Consignes.
(A) Recopiez le texte sur l'implant entre "L'impulsion électrique couplée" et "des souris paralysées.", ces mots compris.
(B) D'après le texte sur l'implant, combien de patients au moins l'étude clinique prévue doit-elle réunir ?

Texte à lire.

L'impulsion électrique couplée à l'optogénétique

Il a fallu pour cela développer un nouvel implant adapté aux petits rongeurs : un dispositif de 2 mm de large, souple et déformable et qui, en plus, conjugue deux fonctions, explique Stéphanie Lacour, professeure à l'EPFL en charge de ces développements. "Cette fois-ci, on a combiné l'impulsion électrique avec une autre technologie, l'optogénétique. Elle permet de modifier génétiquement certains neurones pour les rendre sensibles à certaines longueurs d'onde de la lumière". Ainsi, on peut activer les neurones que l'on souhaite et inhiber les autres. C'est cette méthode qui a permis d'identifier quels neurones étaient actifs dans la restauration de la marche des souris paralysées.

Ces neurones agissent comme une sorte d'interface entre le cerveau et la moelle épinière propagent l'information jusqu'aux neurones de la moelle qui produisent l'activité musculaire. Selon Grégoire Courtine, "ils étaient connus mais pas jugés essentiels dans la production de la motricité. Or, l'expérience sur les souris a montré qu'ils deviennent essentiels pour répondre au traitement. Ils sont recrutés par le processus de récupération."

Pour Jocelyn Bloch, il faut maintenant généraliser à plus de patients la pose de l'implant. Pour cela une étude clinique avec 60 patients au moins est prévue dans un an et demi. Si l'on prend en compte les autorisations réglementaires, les vérifications de fiabilité de l'implant, "il faudra malheureusement au moins cinq ans avant que ce ne soit disponible pour tout le monde", estime Grégoire Courtine qui ajoute que plus l'implant est posé vite après l'accident, plus la récupération est bonne.

Données extraites.

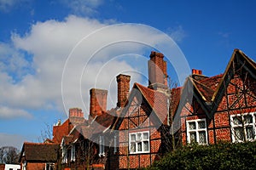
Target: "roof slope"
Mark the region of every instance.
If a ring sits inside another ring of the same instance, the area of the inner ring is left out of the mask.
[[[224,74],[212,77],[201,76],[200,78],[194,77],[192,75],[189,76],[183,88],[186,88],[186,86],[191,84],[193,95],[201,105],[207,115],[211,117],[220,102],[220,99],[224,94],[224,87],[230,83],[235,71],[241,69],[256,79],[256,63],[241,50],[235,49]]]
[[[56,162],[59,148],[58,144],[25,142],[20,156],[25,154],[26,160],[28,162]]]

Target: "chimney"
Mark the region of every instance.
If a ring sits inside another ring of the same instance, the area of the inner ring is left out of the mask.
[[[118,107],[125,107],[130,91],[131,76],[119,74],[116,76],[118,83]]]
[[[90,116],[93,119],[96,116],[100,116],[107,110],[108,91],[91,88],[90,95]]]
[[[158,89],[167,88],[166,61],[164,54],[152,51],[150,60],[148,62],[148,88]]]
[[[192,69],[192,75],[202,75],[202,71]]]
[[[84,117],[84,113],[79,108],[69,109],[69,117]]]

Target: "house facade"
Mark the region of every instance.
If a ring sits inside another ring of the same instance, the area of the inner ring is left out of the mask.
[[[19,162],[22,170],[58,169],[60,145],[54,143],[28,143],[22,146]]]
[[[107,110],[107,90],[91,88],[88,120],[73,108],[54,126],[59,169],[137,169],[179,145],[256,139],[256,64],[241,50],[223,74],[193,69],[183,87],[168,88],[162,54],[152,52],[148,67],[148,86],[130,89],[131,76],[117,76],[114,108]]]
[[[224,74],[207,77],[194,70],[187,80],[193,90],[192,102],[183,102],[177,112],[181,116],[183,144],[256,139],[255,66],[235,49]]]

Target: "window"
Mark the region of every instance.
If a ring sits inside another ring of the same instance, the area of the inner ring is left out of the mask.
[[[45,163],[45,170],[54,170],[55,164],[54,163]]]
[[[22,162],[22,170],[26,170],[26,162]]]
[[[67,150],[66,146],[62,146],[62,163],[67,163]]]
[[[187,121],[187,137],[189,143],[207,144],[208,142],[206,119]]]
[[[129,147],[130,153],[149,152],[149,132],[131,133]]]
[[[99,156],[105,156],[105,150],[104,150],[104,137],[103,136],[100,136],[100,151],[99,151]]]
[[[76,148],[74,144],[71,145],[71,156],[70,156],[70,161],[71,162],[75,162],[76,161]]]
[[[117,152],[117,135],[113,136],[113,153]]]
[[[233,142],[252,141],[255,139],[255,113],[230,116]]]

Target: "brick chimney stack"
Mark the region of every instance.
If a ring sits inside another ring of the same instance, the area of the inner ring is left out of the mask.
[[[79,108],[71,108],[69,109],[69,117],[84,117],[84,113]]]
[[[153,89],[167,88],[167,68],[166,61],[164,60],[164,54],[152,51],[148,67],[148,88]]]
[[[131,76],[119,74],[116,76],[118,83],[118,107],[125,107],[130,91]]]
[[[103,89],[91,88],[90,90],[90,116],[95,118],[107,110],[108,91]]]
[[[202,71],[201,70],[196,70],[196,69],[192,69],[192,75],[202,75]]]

==

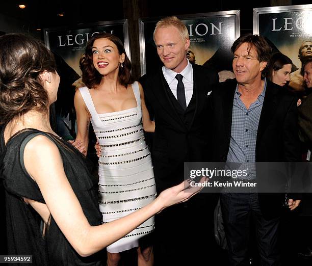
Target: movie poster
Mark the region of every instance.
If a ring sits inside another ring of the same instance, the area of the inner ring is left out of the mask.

Corrigé.
(A)
L'impulsion électrique couplée à l'optogénétique

Il a fallu pour cela développer un nouvel implant adapté aux petits rongeurs : un dispositif de 2 mm de large, souple et déformable et qui, en plus, conjugue deux fonctions, explique Stéphanie Lacour, professeure à l'EPFL en charge de ces développements. "Cette fois-ci, on a combiné l'impulsion électrique avec une autre technologie, l'optogénétique. Elle permet de modifier génétiquement certains neurones pour les rendre sensibles à certaines longueurs d'onde de la lumière". Ainsi, on peut activer les neurones que l'on souhaite et inhiber les autres. C'est cette méthode qui a permis d'identifier quels neurones étaient actifs dans la restauration de la marche des souris paralysées.

(B) Au moins 60 patients.